Filter the records below, keeping only lines with the string "blue".

Referring expression data:
<<<<

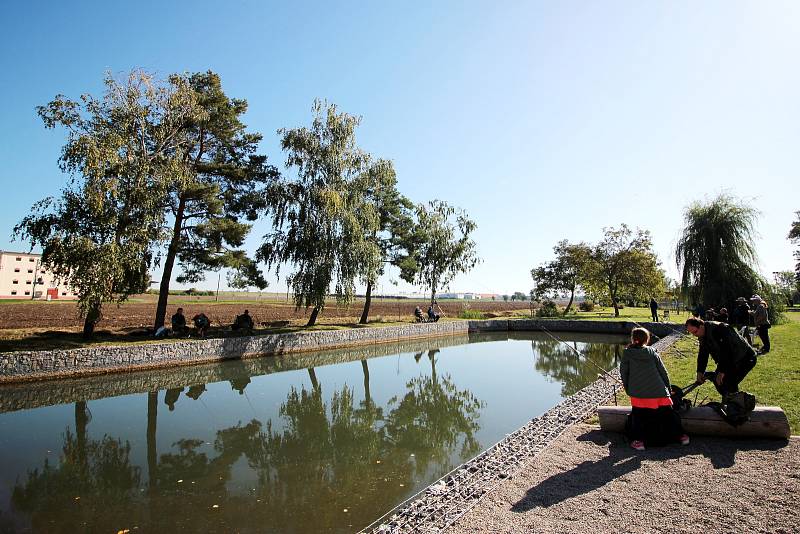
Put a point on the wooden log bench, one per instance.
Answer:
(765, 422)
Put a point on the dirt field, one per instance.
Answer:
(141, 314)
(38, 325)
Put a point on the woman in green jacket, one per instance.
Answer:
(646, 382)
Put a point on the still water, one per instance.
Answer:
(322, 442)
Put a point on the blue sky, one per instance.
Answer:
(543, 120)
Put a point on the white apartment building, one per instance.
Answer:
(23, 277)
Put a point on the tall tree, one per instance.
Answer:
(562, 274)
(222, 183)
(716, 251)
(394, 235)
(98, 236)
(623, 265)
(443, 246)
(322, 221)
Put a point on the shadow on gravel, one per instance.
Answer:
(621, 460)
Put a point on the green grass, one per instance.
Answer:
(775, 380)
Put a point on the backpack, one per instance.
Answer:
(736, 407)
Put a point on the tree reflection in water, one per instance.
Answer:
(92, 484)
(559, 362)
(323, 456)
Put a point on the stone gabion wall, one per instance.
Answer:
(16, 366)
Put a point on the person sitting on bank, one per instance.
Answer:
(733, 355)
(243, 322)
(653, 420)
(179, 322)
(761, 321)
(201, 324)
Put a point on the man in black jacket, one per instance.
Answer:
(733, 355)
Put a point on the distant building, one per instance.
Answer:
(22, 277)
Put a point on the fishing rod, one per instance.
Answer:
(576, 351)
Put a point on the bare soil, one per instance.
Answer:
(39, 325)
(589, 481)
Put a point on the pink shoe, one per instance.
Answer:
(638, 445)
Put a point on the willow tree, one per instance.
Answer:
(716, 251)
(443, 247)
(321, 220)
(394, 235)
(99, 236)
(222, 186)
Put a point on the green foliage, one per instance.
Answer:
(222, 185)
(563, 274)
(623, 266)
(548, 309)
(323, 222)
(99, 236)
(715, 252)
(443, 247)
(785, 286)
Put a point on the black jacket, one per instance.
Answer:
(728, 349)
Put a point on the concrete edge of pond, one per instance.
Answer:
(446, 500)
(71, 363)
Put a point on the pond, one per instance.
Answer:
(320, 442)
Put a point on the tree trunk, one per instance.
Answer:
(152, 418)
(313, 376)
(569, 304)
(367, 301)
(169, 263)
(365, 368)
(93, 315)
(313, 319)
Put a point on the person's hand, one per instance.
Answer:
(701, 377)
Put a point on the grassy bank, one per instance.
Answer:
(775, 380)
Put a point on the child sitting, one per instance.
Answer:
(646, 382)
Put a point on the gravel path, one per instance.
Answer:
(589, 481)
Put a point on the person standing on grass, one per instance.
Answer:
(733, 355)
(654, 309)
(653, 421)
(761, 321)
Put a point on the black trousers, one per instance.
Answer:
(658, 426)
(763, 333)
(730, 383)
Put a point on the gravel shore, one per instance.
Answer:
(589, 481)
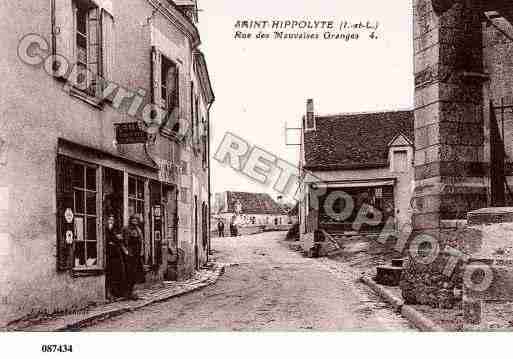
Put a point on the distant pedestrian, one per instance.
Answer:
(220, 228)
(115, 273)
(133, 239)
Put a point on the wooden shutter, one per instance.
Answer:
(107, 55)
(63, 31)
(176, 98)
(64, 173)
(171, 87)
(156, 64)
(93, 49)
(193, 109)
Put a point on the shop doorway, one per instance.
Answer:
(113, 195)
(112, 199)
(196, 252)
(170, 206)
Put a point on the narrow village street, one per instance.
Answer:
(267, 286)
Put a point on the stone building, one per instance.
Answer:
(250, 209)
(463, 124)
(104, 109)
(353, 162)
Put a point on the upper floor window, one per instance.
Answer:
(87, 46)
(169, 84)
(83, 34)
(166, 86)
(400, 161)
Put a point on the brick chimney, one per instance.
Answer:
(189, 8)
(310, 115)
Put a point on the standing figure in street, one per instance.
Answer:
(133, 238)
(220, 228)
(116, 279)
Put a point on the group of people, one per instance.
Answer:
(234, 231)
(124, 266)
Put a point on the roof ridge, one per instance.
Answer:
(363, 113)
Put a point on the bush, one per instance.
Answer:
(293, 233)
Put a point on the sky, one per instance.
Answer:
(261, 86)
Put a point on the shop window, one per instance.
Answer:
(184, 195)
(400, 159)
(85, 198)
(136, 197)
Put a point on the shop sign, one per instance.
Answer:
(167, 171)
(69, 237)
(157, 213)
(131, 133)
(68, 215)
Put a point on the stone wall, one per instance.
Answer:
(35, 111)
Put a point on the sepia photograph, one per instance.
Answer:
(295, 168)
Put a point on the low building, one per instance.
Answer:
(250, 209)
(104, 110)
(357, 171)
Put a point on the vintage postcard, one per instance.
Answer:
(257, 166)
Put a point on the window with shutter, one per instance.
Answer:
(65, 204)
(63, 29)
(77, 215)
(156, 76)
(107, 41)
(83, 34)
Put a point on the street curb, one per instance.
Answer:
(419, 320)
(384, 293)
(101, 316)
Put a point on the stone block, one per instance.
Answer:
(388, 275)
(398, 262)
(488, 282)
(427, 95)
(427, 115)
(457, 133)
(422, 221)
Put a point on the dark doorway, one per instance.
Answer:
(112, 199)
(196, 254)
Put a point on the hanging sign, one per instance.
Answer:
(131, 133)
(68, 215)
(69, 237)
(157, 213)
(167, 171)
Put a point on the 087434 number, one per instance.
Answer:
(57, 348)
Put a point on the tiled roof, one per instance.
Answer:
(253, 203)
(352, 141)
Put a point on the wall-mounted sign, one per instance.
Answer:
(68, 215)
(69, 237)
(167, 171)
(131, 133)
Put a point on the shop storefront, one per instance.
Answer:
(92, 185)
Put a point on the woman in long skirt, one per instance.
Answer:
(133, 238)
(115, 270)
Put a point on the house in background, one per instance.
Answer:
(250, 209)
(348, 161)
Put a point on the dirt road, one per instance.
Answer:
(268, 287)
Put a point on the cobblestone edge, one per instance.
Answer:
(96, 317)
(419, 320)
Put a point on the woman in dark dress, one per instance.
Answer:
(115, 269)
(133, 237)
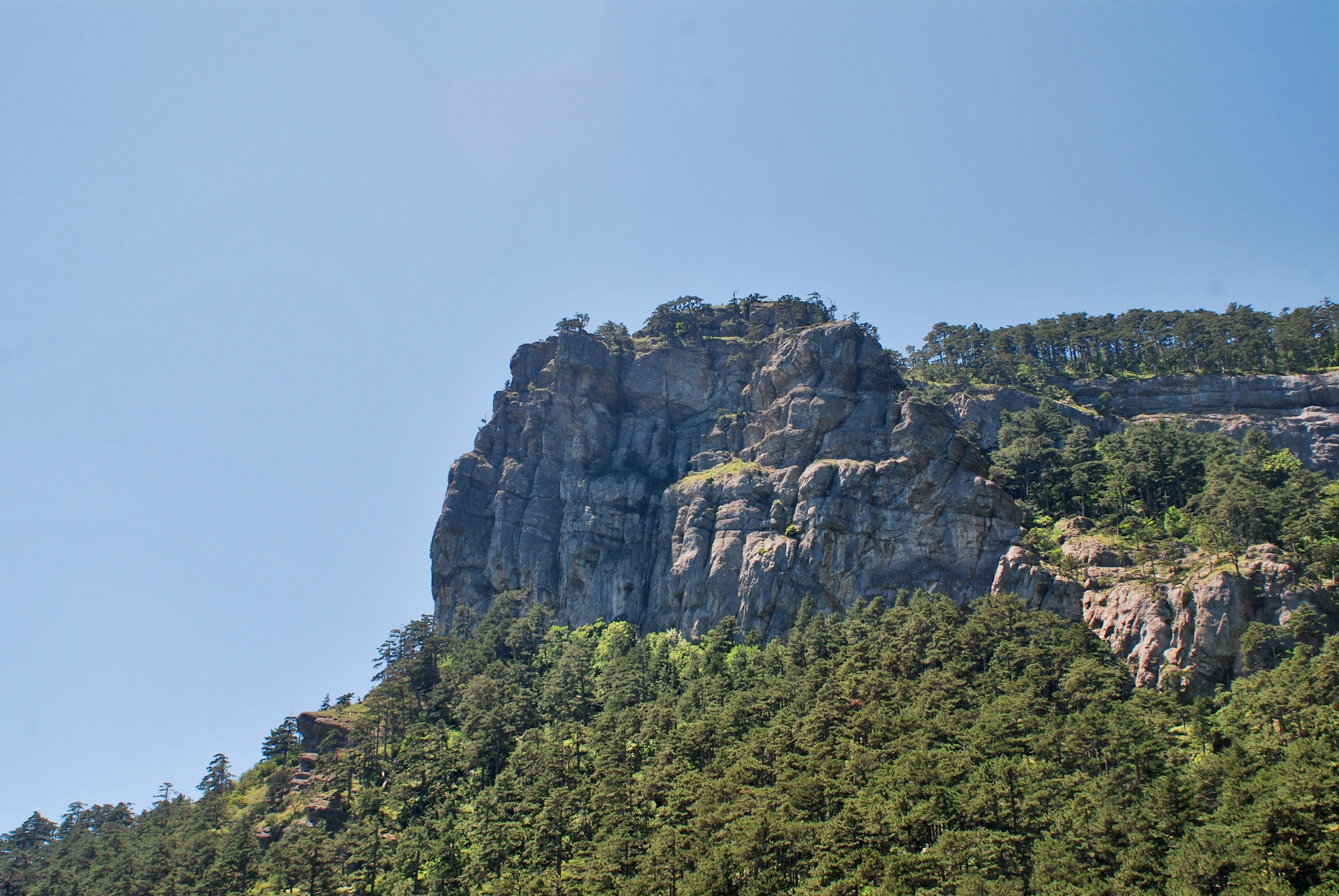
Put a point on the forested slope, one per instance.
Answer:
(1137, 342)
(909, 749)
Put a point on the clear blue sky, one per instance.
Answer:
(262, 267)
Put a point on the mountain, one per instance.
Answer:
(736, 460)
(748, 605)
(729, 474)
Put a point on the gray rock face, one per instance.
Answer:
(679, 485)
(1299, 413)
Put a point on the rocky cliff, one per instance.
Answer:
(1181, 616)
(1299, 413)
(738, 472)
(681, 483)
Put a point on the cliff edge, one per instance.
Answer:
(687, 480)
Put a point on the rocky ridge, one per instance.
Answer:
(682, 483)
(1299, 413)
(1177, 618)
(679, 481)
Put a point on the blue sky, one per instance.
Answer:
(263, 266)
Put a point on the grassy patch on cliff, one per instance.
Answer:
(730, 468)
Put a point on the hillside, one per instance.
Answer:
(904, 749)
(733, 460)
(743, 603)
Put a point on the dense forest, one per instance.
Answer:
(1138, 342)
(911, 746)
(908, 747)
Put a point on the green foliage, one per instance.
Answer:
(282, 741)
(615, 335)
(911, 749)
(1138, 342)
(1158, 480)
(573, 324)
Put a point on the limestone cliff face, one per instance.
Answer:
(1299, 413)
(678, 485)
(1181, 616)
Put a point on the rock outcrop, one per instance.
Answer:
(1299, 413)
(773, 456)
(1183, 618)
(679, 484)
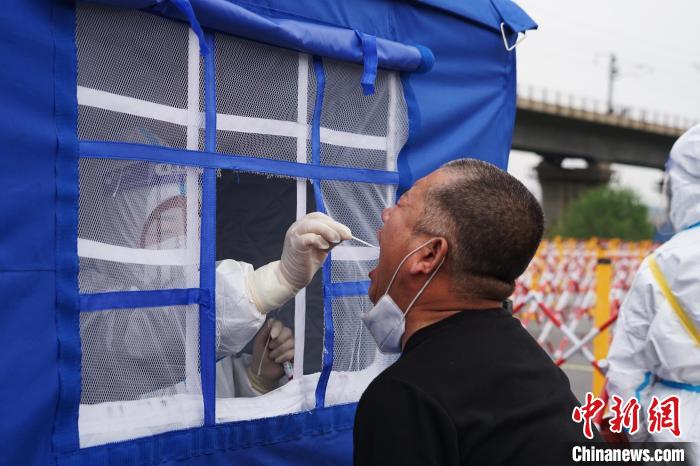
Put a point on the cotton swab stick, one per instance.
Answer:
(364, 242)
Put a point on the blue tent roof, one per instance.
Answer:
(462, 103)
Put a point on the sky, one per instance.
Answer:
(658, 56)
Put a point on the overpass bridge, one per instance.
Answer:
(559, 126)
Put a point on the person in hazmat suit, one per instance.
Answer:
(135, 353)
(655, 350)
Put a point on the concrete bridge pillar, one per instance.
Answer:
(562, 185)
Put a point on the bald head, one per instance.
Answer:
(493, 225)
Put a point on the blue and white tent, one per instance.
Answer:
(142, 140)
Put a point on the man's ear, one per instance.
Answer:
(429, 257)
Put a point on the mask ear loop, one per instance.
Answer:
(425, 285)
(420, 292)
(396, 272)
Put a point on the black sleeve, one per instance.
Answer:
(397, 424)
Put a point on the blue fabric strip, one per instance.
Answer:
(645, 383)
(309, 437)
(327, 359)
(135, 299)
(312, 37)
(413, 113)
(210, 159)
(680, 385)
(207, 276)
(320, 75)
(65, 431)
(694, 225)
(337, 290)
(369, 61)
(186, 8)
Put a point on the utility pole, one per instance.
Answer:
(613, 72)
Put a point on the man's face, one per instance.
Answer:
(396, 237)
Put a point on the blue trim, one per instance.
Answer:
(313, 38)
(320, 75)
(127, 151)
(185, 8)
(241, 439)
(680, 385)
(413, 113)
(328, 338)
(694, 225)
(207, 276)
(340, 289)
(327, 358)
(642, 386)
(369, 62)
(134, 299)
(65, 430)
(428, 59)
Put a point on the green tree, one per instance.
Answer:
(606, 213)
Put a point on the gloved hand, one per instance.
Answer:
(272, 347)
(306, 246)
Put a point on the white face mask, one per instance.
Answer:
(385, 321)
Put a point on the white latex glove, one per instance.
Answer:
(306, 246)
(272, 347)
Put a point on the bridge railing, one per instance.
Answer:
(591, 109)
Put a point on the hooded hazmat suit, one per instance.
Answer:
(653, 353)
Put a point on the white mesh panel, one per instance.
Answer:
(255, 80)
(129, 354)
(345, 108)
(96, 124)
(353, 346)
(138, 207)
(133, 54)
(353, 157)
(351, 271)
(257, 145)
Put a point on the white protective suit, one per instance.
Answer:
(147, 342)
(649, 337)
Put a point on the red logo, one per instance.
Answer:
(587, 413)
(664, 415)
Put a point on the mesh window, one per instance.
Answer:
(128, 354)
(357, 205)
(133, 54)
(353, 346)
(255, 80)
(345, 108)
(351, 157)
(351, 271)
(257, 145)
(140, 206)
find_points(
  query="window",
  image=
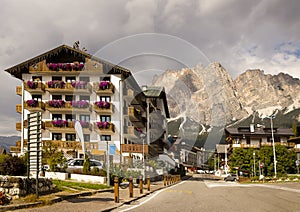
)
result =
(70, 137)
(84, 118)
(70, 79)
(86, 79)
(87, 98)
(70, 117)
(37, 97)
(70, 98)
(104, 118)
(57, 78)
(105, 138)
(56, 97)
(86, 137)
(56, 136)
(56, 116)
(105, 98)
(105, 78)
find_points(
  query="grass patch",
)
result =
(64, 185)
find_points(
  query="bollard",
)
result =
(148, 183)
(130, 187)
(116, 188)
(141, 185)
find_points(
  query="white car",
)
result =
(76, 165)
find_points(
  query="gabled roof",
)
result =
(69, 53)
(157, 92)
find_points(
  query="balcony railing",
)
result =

>>>>

• Answer for this exercise
Put a point on the blue sky, one per instance.
Put a point on the clear blue sky, one per instance.
Put a point on the blue sky, one per instance.
Put a point on the blue tent roof, one per instance.
Put a point on the blue and white tent, one per instance.
Put a point on the blue fabric strip, one per instance.
Put a point on the blue trim, one per instance.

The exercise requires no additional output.